*Given problem*. Reproduce the entries verbatim, starting with their first line and continuing through the line with "x=566, y=320", both included.

*Supplied data*.
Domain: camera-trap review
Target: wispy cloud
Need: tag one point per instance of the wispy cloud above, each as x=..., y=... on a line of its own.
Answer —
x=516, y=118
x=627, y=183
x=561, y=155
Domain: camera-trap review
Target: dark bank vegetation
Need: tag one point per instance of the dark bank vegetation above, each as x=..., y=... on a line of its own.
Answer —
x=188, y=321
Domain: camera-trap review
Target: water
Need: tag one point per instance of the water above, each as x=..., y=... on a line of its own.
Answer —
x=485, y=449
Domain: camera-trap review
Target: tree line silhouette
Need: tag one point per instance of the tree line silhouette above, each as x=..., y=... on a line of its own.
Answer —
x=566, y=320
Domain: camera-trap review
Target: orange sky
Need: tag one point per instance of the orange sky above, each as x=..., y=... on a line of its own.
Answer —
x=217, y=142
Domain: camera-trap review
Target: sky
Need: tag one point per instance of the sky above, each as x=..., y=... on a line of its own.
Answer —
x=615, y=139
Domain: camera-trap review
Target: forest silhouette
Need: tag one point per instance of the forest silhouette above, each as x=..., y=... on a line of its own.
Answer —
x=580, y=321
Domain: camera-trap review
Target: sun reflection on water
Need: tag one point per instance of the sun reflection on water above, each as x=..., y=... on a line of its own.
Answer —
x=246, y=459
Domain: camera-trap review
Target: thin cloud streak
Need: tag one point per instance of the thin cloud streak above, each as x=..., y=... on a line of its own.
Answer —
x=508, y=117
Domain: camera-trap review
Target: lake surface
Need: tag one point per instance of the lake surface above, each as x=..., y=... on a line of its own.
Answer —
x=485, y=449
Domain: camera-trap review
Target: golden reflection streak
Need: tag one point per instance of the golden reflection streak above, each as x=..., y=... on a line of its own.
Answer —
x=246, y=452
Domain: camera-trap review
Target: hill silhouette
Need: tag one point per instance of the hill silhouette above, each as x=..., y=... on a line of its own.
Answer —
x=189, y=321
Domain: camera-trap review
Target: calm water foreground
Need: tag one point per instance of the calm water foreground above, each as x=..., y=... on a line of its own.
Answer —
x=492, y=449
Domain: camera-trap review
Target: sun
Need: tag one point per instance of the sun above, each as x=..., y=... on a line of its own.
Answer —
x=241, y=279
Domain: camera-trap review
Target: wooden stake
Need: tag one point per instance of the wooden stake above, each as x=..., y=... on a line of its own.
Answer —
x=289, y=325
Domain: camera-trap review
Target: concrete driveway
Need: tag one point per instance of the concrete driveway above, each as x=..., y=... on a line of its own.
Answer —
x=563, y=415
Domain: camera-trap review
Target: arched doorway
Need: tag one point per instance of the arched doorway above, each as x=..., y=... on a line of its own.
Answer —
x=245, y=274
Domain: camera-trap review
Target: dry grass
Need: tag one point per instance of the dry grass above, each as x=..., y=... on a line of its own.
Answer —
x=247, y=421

*Answer in full*.
Domain: camera-trap review
Target: wispy cloud
Need: tag one point per instance of the wispy cloud above, each as x=..., y=... on a line of its own.
Answer —
x=516, y=118
x=627, y=183
x=561, y=155
Domain: camera-trap review
Target: dark bank vegetation
Need: tag one point per instance of the dark bank vegetation above, each as x=..., y=... on a line of its own.
Answer —
x=188, y=321
Domain: camera-trap review
Target: water
Need: tag one point per instance of the water above, each as x=..., y=... on a line of its own.
Answer —
x=485, y=449
Domain: camera-trap review
Target: tree line silhouette
Need: tag one point per instance of the tree line silhouette above, each as x=..., y=... on a line of its own.
Answer —
x=566, y=320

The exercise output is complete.